To do ::
The required output is the exact sequence of lines from the line holding "Exercise. Point out the large" to the end of the records, inclusive.

Given data ::

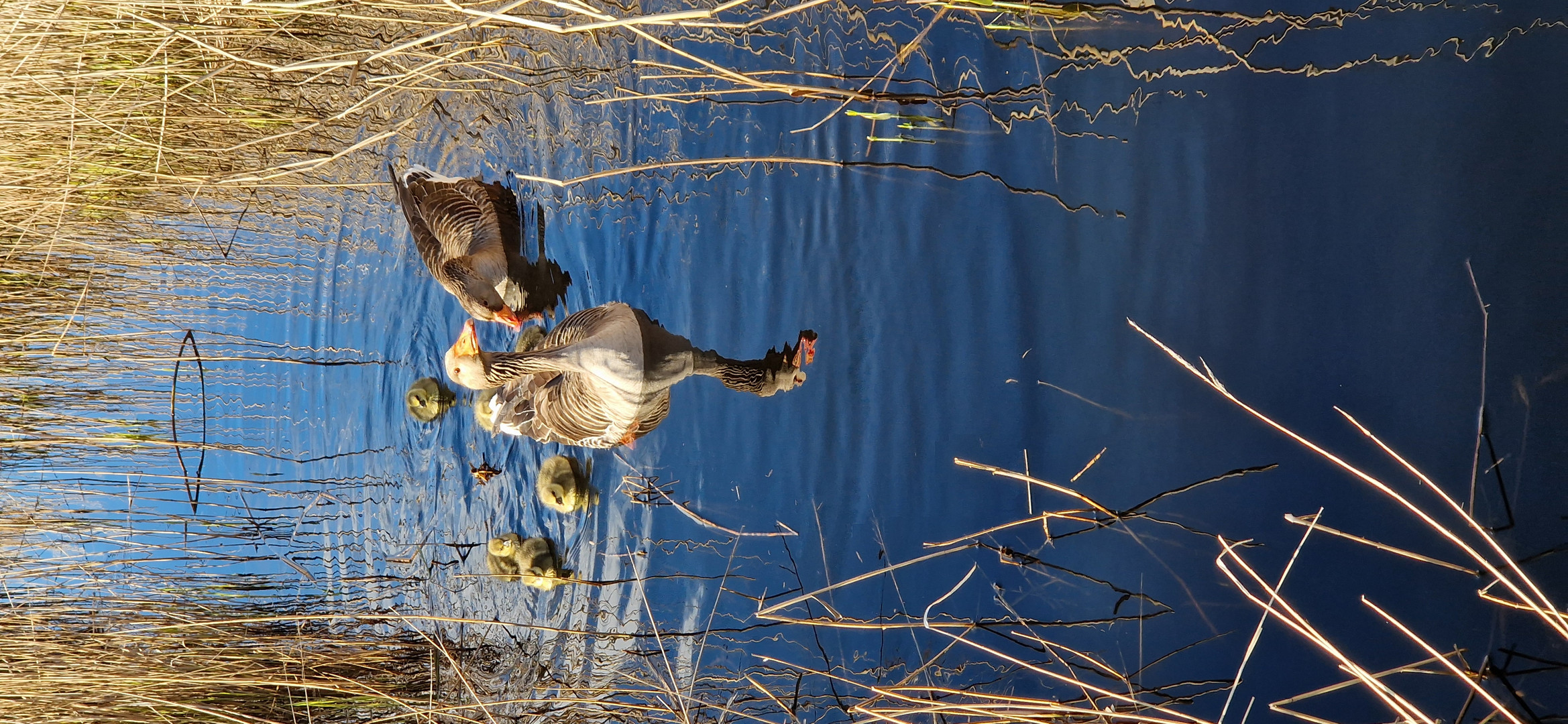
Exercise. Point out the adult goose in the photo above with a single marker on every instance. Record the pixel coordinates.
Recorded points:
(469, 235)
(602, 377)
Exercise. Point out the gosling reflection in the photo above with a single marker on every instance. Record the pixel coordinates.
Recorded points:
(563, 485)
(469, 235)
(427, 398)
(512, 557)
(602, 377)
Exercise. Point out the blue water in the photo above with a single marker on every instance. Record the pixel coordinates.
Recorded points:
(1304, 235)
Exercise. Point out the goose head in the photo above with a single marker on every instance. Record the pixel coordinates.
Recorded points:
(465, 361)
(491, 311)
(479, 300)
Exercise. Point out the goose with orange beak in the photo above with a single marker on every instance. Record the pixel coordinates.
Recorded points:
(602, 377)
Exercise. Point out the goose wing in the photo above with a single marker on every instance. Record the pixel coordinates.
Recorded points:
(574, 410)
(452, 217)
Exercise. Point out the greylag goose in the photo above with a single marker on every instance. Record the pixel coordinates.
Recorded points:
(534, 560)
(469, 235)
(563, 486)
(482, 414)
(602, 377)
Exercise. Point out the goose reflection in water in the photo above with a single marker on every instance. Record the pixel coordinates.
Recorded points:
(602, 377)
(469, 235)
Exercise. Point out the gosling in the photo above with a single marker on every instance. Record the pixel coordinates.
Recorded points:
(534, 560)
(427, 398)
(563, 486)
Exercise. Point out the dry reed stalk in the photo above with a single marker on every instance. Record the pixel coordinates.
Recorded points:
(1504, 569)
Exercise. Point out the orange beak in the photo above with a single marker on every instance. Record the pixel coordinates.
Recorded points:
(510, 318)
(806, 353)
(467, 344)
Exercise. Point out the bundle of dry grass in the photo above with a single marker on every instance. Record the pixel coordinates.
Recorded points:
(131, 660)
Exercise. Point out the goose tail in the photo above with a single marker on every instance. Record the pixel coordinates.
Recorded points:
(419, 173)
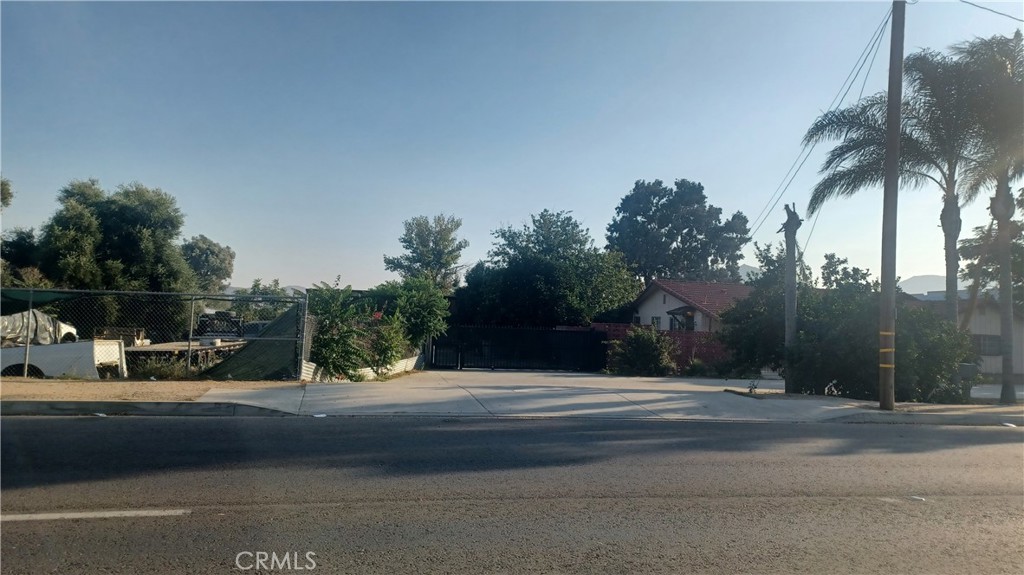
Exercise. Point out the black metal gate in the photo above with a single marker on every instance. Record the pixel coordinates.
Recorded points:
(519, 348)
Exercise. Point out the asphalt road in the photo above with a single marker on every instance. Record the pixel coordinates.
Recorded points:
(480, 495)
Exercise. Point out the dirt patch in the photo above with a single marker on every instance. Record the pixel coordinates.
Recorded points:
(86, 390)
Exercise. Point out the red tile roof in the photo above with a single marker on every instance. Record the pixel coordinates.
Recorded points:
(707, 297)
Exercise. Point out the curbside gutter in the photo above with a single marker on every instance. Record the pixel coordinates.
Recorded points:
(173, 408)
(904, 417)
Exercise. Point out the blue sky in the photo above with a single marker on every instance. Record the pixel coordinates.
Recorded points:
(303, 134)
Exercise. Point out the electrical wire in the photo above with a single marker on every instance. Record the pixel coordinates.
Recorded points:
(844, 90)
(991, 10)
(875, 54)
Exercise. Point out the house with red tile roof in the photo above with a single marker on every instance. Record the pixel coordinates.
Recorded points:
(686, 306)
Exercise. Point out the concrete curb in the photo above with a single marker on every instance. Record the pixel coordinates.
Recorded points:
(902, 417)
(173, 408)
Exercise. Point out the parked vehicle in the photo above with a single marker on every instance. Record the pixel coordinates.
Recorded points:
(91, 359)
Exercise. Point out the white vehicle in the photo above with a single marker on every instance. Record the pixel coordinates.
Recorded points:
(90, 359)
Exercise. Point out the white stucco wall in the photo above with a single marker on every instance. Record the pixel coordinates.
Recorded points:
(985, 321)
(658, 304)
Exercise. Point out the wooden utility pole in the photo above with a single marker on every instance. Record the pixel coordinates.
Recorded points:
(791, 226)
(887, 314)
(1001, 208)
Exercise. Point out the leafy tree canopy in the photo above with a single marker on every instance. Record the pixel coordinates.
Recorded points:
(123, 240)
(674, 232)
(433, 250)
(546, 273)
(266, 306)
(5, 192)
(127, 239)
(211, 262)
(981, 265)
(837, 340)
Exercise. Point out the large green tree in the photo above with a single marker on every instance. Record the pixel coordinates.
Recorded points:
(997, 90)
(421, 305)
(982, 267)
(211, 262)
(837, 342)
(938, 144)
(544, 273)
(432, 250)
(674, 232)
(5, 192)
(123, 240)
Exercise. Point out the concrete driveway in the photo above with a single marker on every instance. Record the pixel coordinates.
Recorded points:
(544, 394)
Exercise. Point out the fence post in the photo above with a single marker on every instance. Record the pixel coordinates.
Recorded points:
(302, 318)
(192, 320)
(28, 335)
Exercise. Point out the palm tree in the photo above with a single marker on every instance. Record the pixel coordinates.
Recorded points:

Exercise response ::
Exercise. Point out the large green tree in the photo above with a single marker on every instance. Record the pixel coordinates.
Recorded points:
(997, 90)
(421, 305)
(982, 267)
(211, 262)
(837, 342)
(938, 144)
(544, 273)
(432, 250)
(674, 232)
(5, 192)
(123, 240)
Exercise. Point out the concrete driveway in the photo above with a single marker on every instance. Record the pixel coordinates.
Recorded points:
(544, 394)
Exercise. Point out the fence post in the photo above with a single marker on every instance. Record the pixel coordinates.
Recorded points:
(302, 318)
(192, 320)
(28, 335)
Exercise. Point out the palm tree in the photo above with a single marker on every instance. Record the pixel coordinates.
Recorded points:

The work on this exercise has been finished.